_Passage provided_.
= = = = = = =

Mike, it's going to take me a little longer.  Hope to have that data up for you tomorrow.  Might only be able to go back 10 years for regions and states.

Jeff


----------



## still learning (Apr 2, 2006)

Hello, Statistics is find but is a general figure over a wide area?  We all have neighborhoods that are worst than others?  Using this for your home area may not be accurate?

Being assulted by a gun or knife?   ....can happen anytime and anywhere? 

If it nevers ever happens to you....than you belief will differ from someone down the street who was attack by a person carrying a gun or knife?

The best way of knowning about your area you live in?  Make a friend with a police officer....who is willling to share everything that is happening.

My  two neighbors is a police officer, one just retired and moved.  He was my source of information of things that were happening on the streets of our neighborhood and nearby towns.  Most of the crimes and incidents where the police was called...is unknown to most of the public.

True crime?  .....What you do not know...will make you  believe the place you live is safe?    until you find out......knowledge will make you wiser? ....not neccessary smarter? ........Aloha


----------



## SFC JeffJ (Apr 3, 2006)

Here is a breakdown by region and state compariing 2003 and 2004.
http://www.fbi.gov/ucr/cius_04/offenses_reported/offense_tabulations/table_04.html

Here's where you'll get access to the same for 1995.
http://www.fbi.gov/ucr/95cius.htm

1995 seems to be as far back as they post complete reports and tables.

Hope you find this interesting and informative.

Jeff


----------



## SFC JeffJ (Apr 3, 2006)

still learning said:
			
		

> Hello, Statistics is find but is a general figure over a wide area?  We all have neighborhoods that are worst than others?  Using this for your home area may not be accurate?
> 
> Being assulted by a gun or knife?   ....can happen anytime and anywhere?
> 
> ...

= = = = = = =

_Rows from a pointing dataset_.
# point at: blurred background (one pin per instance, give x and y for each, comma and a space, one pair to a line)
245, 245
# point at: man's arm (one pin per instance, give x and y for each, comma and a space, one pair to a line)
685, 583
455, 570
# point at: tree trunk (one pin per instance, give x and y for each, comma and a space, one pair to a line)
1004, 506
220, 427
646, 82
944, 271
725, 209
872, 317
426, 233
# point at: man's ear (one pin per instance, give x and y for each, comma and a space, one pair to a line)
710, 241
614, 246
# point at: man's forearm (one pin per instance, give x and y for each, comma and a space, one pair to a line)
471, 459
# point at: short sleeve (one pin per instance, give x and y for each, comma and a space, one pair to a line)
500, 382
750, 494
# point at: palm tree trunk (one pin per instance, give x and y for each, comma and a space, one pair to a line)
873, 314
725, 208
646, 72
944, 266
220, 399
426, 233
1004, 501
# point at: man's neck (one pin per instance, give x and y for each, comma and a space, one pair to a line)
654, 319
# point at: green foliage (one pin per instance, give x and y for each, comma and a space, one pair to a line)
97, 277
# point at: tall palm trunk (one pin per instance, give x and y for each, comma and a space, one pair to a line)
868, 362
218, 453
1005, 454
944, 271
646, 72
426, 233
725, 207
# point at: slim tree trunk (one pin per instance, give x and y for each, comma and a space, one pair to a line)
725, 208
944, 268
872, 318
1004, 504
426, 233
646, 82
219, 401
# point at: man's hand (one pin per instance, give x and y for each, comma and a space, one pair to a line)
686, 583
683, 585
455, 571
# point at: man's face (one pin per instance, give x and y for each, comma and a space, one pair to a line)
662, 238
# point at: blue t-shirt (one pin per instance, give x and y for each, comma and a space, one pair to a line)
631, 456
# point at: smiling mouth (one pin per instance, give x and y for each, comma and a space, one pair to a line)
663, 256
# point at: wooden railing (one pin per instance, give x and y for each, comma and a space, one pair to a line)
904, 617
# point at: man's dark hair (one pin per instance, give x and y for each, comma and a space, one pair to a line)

= = = = = = =

_Written exercise_. Reproduce the forum thread on crime statistics word for word, from start to finish.

_Finished answer_.
Mike, it's going to take me a little longer.  Hope to have that data up for you tomorrow.  Might only be able to go back 10 years for regions and states.

Jeff


----------



## still learning (Apr 2, 2006)

Hello, Statistics is find but is a general figure over a wide area?  We all have neighborhoods that are worst than others?  Using this for your home area may not be accurate?

Being assulted by a gun or knife?   ....can happen anytime and anywhere? 

If it nevers ever happens to you....than you belief will differ from someone down the street who was attack by a person carrying a gun or knife?

The best way of knowning about your area you live in?  Make a friend with a police officer....who is willling to share everything that is happening.

My  two neighbors is a police officer, one just retired and moved.  He was my source of information of things that were happening on the streets of our neighborhood and nearby towns.  Most of the crimes and incidents where the police was called...is unknown to most of the public.

True crime?  .....What you do not know...will make you  believe the place you live is safe?    until you find out......knowledge will make you wiser? ....not neccessary smarter? ........Aloha


----------



## SFC JeffJ (Apr 3, 2006)

Here is a breakdown by region and state compariing 2003 and 2004.
http://www.fbi.gov/ucr/cius_04/offenses_reported/offense_tabulations/table_04.html

Here's where you'll get access to the same for 1995.
http://www.fbi.gov/ucr/95cius.htm

1995 seems to be as far back as they post complete reports and tables.

Hope you find this interesting and informative.

Jeff


----------



## SFC JeffJ (Apr 3, 2006)

still learning said:
			
		

> Hello, Statistics is find but is a general figure over a wide area?  We all have neighborhoods that are worst than others?  Using this for your home area may not be accurate?
> 
> Being assulted by a gun or knife?   ....can happen anytime and anywhere?
> 
> ...